**PROMPT 1:**
Decide whether each statement agrees with the coastal shipping statement: (a) freight tasks are expected to double in the next thirty years; (b) the Maritime Union proposed that ports be handed to global shipping companies; (c) methyl bromide is used as a fumigant in New Zealand ports. Answer yes or no for each and quote the words that settle it.
**PROMPT 2:**
What concept has the Maritime Union put forward, according to the coastal shipping statement?
**PROMPT 3:**
Carry the coastal shipping statement forward from its final sentence, keeping its voice and subject.

**EXCERPT:**
_ _ _ _
Our Islands Need Ships, Our Workers Need Jobs
New Zealand needs a balanced, efficient and affordable transport system.
It must be safe, accessible, environmentally sustainable and flexible enough to meet the challenges of the 21st century.
Our existing intermodal system is systemically unbalanced.
A long-term overemphasis on the road network and trucking has created an uneven playing field for coastal shipping and rail.
With freight tasks expected to double in the next thirty years, we will face increasing pressure on truck drivers, road upkeep costs for tax and rate payers, and the entire transport infrastructure.
Workers and employers operating between two quake-prone islands must be able to trust in a reliable set of transport options.
Factoring in New Zealand’s commitment to environmental sustainability and CO2 reduction, we cannot continue to expand private road transport to the detriment of other, more carbon efficient methods.
There is no transport method more environmentally friendly or cost effective than coastal shipping.
The Labour Party in government must commit to making coastal shipping an integral part of our national transport strategy.
We also need greater investment in modern rail transport, and serious attention paid to the working hours and job conditions of truck drivers.
It is high time priority was given to the struggling New Zealand shipping industry. It needs an even playing field.
New Zealand’s tax, environment and labour laws are not consistently applied to the global shipping companies that dominate our coasts, and work that legitimately belongs to Kiwi seafarers is instead carried out by foreign crews passing through, often on low wages and appalling conditions.
Either our maritime laws must apply to all vessels trading on our coast or a strategy must be in place to help domestic shipping companies that employ NZ seafarers of all rankings compete on an even keel.
The Maritime Union has proposed the concept of a “Kiwiport”, with a view that ports throughout New Zealand should come under a coordinating structure.
As vital parts of our transport infrastructure, the future of these publicly owned facilities is too important to leave to chance.
The 2018 Labour-led government must do everything in its power to defend public ownership of ports, and promote rational, co-operative and future-focused relationships between them.
Despite the efforts of the current Government to lock New Zealand further into a fossil fuel dependent economy at a time of peak oil and climate crisis, coastal shipping offers a ready-made solution.
The regeneration of a regulated domestic shipping industry would lead to the stability of regional ports, providing an alternative to the large vessel syndrome promoted by global shipping operators whose arbitrary changes to calling schedules have ports on the hop.
Ports could be put under local ownership and control, but rather than being left to parochial competition, they would have to operate in an integrated framework.
A national ports plan and Government shareholding could carry out port rationalisation based on the public interest.
The savings on wasteful competition between ports would be enormous, and the transition to hub and feeder ports could be managed to ensure regional ports were not disadvantaged.
Ports would be operated on a basis of facilitating trade.
There are serious safety and environmental concerns around the use of methyl bromide as a fumigant in New Zealand ports.
_ _ _ _
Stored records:

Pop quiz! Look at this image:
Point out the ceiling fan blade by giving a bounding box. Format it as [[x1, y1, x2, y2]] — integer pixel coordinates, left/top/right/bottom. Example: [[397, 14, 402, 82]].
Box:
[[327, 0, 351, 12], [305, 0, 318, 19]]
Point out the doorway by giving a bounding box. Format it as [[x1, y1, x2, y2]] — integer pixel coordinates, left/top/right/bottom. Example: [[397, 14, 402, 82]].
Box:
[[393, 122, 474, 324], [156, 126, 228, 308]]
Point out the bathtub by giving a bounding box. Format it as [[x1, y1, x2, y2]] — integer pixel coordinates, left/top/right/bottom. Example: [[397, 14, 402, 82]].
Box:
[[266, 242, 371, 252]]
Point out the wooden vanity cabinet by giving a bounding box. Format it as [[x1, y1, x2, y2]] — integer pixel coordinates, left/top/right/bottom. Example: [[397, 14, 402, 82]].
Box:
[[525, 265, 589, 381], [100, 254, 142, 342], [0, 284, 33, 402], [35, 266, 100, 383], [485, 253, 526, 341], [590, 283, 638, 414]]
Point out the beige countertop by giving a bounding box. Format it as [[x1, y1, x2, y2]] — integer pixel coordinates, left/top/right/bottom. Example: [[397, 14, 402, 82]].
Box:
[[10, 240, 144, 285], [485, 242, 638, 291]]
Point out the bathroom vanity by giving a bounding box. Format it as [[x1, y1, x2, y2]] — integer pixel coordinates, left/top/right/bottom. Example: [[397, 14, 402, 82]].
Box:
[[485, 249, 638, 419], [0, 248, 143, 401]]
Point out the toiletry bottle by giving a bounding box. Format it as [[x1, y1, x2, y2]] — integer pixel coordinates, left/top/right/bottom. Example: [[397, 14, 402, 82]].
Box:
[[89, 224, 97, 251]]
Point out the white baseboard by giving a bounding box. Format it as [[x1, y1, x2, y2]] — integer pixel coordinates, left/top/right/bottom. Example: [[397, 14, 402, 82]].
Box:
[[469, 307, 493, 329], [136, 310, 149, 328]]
_ _ _ _
**RESPONSE 1:**
(a) Yes: "With freight tasks expected to double in the next thirty years"
(b) No: "ports throughout New Zealand should come under a coordinating structure"
(c) Yes: "the use of methyl bromide as a fumigant in New Zealand ports"

**RESPONSE 2:**
A "Kiwiport", under which ports throughout New Zealand would come under a coordinating structure.

**RESPONSE 3:**
The commercial and industrial use of highly toxic substances must only take place under strictly regulated conditions, using the safest possible methods.
Methyl bromide exposure can cause serious long-term health problems.
It has been linked to brain cancer and debilitating neurological disorders.
The most commonly used process for post-fumigation gas disposal is currently via release into the atmosphere, putting port workers and nearby communities at risk of exposure to this tasteless, odorless poison, and causing serious ozone depletion.
Port companies and contractors must be required to employ methods of gas disposal resulting in full recapture, in designated areas designed for the purpose.
Worksafe and the Environmental Protection Agency must investigate to the full extent of their powers any existing breaches of safety and environmental regulations relating to methyl bromide, with financial penalties where applicable.
Existing recapture targets must be met within established deadlines, and those responsible must be clearly designated and held accountable.
Industry Training Urgently Needed
Young Kiwis have the right to a career pathway and secure jobs in their own country.
It is no secret the maritime industry has an aging workforce, brought on largely by the lack of industry and government supported training.
It is easier for the company to employ a non-New Zealand national than it is to train workers here.
As trade unionists we are internationalists, and we support maritime workers from all over the world.
It is, however, symptomatic of a failed system when you see companies failing to invest to required levels in domestic training programs for young workers, and instead employing foreign seafarers on low wages.
New Zealand should implement a progressive quota system.
When you have unemployed New Zealand seafarers queuing up for jobs, any vacancies must be offered to them first, with wages and conditions that entice people to go to sea.
Without industry reforms at a top government level which provide a career path for our young and an even keel for NZ shipping, we will continue to see the demise of New Zealand ship owners and crews to predatory multinational companies.
The current National government is hell bent on letting it happen.
We need Labour to turn the ship around, before it’s too late.